YOUR GOAL
Rewrite all of the following lines as a numbered list, omitting any blank lines.

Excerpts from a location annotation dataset
<<<<

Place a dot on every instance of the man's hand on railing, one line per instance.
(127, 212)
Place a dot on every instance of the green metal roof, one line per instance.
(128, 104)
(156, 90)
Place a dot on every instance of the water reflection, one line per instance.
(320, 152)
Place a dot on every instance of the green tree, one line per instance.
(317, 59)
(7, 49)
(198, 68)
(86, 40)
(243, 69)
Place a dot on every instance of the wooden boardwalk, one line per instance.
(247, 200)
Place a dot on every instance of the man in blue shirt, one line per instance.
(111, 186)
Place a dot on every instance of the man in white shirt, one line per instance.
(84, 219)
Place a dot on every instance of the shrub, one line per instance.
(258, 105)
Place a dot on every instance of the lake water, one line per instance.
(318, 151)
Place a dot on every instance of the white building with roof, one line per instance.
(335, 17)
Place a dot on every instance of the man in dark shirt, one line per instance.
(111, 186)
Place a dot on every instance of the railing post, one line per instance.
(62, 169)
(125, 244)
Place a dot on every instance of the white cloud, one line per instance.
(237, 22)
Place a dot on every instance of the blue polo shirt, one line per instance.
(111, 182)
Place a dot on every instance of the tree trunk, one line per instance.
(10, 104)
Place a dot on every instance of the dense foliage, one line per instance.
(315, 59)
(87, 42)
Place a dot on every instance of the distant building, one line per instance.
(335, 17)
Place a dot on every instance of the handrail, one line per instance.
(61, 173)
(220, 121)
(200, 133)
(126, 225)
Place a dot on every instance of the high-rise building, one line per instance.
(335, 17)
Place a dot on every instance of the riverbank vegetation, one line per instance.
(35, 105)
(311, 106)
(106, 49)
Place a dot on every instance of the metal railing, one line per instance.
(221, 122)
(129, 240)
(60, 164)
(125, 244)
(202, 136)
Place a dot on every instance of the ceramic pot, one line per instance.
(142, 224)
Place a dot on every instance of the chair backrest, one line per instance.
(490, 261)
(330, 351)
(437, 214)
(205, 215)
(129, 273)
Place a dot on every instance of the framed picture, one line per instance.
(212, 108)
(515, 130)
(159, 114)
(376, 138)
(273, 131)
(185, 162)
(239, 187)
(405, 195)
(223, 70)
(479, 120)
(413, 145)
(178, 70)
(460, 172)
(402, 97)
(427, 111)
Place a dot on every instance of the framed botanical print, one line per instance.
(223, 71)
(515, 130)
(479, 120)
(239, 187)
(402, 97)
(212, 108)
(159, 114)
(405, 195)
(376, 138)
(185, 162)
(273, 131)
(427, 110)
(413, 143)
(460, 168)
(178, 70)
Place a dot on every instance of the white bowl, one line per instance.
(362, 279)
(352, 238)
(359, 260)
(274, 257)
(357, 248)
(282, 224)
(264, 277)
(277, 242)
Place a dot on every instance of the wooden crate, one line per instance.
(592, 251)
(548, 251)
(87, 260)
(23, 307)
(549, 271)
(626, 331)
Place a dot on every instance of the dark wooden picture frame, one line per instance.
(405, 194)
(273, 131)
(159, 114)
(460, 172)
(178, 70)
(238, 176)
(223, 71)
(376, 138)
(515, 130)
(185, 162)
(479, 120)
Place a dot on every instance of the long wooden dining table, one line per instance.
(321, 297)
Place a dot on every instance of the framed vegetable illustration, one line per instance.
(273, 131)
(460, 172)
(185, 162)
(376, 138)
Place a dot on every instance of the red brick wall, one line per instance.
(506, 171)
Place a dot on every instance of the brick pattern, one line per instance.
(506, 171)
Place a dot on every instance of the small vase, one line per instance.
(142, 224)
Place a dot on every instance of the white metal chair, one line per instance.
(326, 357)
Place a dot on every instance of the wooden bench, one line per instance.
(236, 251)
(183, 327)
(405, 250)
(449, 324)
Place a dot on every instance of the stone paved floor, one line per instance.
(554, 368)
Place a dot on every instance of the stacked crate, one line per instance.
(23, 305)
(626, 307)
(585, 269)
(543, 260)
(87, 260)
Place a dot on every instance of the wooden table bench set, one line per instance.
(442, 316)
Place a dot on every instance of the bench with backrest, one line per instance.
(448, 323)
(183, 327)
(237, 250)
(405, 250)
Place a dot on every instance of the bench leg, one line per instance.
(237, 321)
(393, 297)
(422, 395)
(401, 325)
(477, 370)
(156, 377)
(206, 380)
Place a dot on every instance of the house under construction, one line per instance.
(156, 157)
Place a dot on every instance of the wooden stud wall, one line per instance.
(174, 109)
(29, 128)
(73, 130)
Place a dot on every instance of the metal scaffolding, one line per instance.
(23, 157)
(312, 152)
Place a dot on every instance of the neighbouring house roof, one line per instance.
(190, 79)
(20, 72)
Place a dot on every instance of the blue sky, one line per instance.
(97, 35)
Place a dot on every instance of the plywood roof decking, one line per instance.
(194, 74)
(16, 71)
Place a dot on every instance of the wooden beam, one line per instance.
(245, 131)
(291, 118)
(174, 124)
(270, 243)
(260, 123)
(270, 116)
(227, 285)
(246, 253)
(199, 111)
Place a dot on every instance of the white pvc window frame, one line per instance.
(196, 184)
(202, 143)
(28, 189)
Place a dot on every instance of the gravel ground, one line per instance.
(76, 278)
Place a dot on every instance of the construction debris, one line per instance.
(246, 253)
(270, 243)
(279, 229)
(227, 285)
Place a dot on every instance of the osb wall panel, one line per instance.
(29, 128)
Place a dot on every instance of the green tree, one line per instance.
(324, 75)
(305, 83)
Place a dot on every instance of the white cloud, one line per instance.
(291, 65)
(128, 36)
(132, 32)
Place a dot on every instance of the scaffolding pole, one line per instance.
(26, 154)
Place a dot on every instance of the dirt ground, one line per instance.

>>>>

SOLUTION FOR THIS EXERCISE
1. Place a dot on every instance of the man's hand on railing, one line per instance.
2. (127, 212)
3. Place a dot on every instance of the green metal roof, one line per instance.
4. (128, 104)
5. (156, 90)
6. Place a dot on every instance of the water reflection, one line per instance.
7. (320, 152)
8. Place a dot on every instance of the green tree, one line per instance.
9. (317, 59)
10. (7, 49)
11. (198, 68)
12. (86, 40)
13. (243, 69)
14. Place a dot on every instance of the wooden boardwalk, one line per instance.
15. (247, 200)
16. Place a dot on every instance of the man in blue shirt, one line per instance.
17. (111, 186)
18. Place a dot on every instance of the man in white shirt, one line per instance.
19. (84, 219)
20. Place a dot on every instance of the shrub, one line per instance.
21. (258, 105)
22. Place a dot on every instance of the lake water, one line per instance.
23. (318, 151)
24. Place a dot on every instance of the white building with roof, one line per instance.
25. (335, 17)
26. Place a dot on every instance of the man in dark shirt, one line per instance.
27. (111, 186)
28. Place a dot on every instance of the railing post, one line per instance.
29. (62, 169)
30. (125, 244)
31. Place a dot on every instance of the white cloud, one line per instance.
32. (237, 22)
33. Place a dot on every instance of the blue polo shirt, one line per instance.
34. (111, 182)
35. Place a dot on every instance of the tree trunk, one line per instance.
36. (10, 104)
37. Place a dot on every instance of the dense foliage, one line per instance.
38. (315, 59)
39. (87, 42)
40. Place a dot on every instance of the distant building, one line per instance.
41. (335, 17)
42. Place a dot on every instance of the handrail, one line per instance.
43. (61, 173)
44. (220, 121)
45. (200, 133)
46. (126, 225)
47. Place a dot on every instance of the high-rise building, one line per instance.
48. (335, 17)
49. Place a dot on every instance of the riverbank vegetation, one line per instance.
50. (35, 105)
51. (311, 106)
52. (106, 49)
53. Place a dot on every instance of the metal railing, one line per instance.
54. (221, 122)
55. (129, 240)
56. (60, 164)
57. (125, 244)
58. (202, 136)
59. Place a dot on every instance of the ceramic pot, one line per instance.
60. (142, 224)
61. Place a dot on every instance of the chair backrest, one line per instance.
62. (490, 261)
63. (330, 351)
64. (437, 214)
65. (205, 215)
66. (129, 273)
67. Place a dot on every instance of the framed picture, one line per instance.
68. (212, 108)
69. (515, 130)
70. (159, 114)
71. (376, 138)
72. (273, 131)
73. (185, 162)
74. (239, 187)
75. (405, 195)
76. (223, 70)
77. (479, 120)
78. (413, 145)
79. (178, 70)
80. (460, 172)
81. (402, 97)
82. (427, 111)
83. Place a dot on every instance of the framed botanical print, one line per instance.
84. (223, 71)
85. (515, 130)
86. (479, 120)
87. (239, 187)
88. (402, 97)
89. (212, 108)
90. (159, 114)
91. (405, 195)
92. (376, 138)
93. (185, 162)
94. (273, 131)
95. (427, 110)
96. (413, 143)
97. (460, 168)
98. (178, 70)
99. Place a dot on every instance of the white bowl, one line per instance.
100. (362, 279)
101. (352, 238)
102. (359, 260)
103. (274, 257)
104. (357, 248)
105. (282, 224)
106. (264, 277)
107. (277, 242)
108. Place a dot on every instance of the wooden crate, one line per instance.
109. (592, 251)
110. (548, 251)
111. (87, 260)
112. (23, 307)
113. (549, 271)
114. (626, 331)
115. Place a dot on every instance of the dark wooden picture frame, one line per instance.
116. (405, 194)
117. (273, 131)
118. (159, 114)
119. (460, 172)
120. (178, 70)
121. (238, 176)
122. (223, 71)
123. (376, 138)
124. (515, 130)
125. (185, 162)
126. (479, 120)
127. Place a dot on every instance of the long wooden dining table, one line per instance.
128. (321, 297)
129. Place a dot on every instance of the framed vegetable illustration, one line per instance.
130. (273, 131)
131. (460, 172)
132. (185, 162)
133. (376, 138)
134. Place a dot on every instance of the red brick wall, one line per instance.
135. (506, 171)
136. Place a dot on every instance of the brick pattern, one line per instance.
137. (506, 171)
138. Place a dot on every instance of the small vase, one line per instance.
139. (142, 224)
140. Place a dot on every instance of the white metal chair, one line per instance.
141. (326, 357)
142. Place a dot on every instance of the wooden bench, one line per instance.
143. (236, 251)
144. (183, 327)
145. (405, 250)
146. (449, 324)
147. Place a dot on every instance of the stone paved floor, one line per instance.
148. (554, 368)
149. Place a dot on every instance of the stacked crate, one line per instance.
150. (23, 305)
151. (626, 307)
152. (585, 269)
153. (543, 260)
154. (87, 260)
155. Place a dot on every instance of the wooden table bench set, one line per instance.
156. (442, 316)
157. Place a dot on every instance of the bench with backrest, one line per instance.
158. (448, 323)
159. (183, 327)
160. (237, 250)
161. (405, 250)
162. Place a dot on every instance of the bench leg, one line per instance.
163. (237, 321)
164. (393, 297)
165. (422, 395)
166. (401, 325)
167. (477, 370)
168. (156, 377)
169. (206, 380)
170. Place a dot on every instance of the house under construction, one line per instance.
171. (156, 157)
172. Place a dot on every instance of the wooden stud wall, one line per instance.
173. (174, 109)
174. (29, 128)
175. (73, 130)
176. Place a dot on every instance of the metal scaffolding, one line per instance.
177. (23, 157)
178. (312, 152)
179. Place a dot on every instance of the neighbouring house roof, one line per instance.
180. (190, 79)
181. (20, 72)
182. Place a dot on every instance of the blue sky, one line per instance.
183. (97, 35)
184. Place a dot on every instance of the plywood roof decking, one line per instance.
185. (194, 74)
186. (16, 71)
187. Place a dot on every instance of the wooden beam, one line per instance.
188. (245, 131)
189. (291, 118)
190. (174, 124)
191. (270, 243)
192. (260, 123)
193. (270, 116)
194. (227, 285)
195. (246, 253)
196. (199, 111)
197. Place a dot on every instance of the white pvc window frame, one line per instance.
198. (196, 184)
199. (202, 143)
200. (28, 189)
201. Place a dot on every instance of the gravel ground, one line per instance.
202. (76, 278)
203. Place a dot on every instance of the construction debris, one line per instance.
204. (246, 253)
205. (270, 243)
206. (279, 229)
207. (227, 285)
208. Place a dot on every instance of the osb wall panel, one line per instance.
209. (29, 128)
210. Place a dot on every instance of the green tree, one line per instance.
211. (324, 75)
212. (305, 83)
213. Place a dot on every instance of the white cloud, one line per instance.
214. (291, 65)
215. (128, 36)
216. (132, 32)
217. Place a dot on every instance of the scaffolding pole, one line per instance.
218. (26, 154)
219. Place a dot on every instance of the dirt ground, one line per instance.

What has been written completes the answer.